Work instructions —
Copy every item below word for word, leaving out the pictures.

Material for the task —
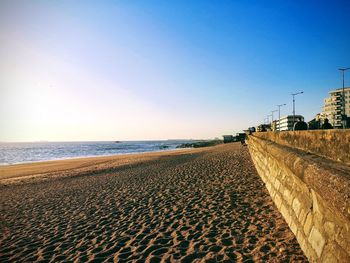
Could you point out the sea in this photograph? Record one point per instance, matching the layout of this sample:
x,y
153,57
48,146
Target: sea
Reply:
x,y
15,153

Exercise result —
Could you point out the sea in this photograph? Record one point per instance, matching the layout of this sample:
x,y
153,57
48,146
Target: sea
Reply:
x,y
15,153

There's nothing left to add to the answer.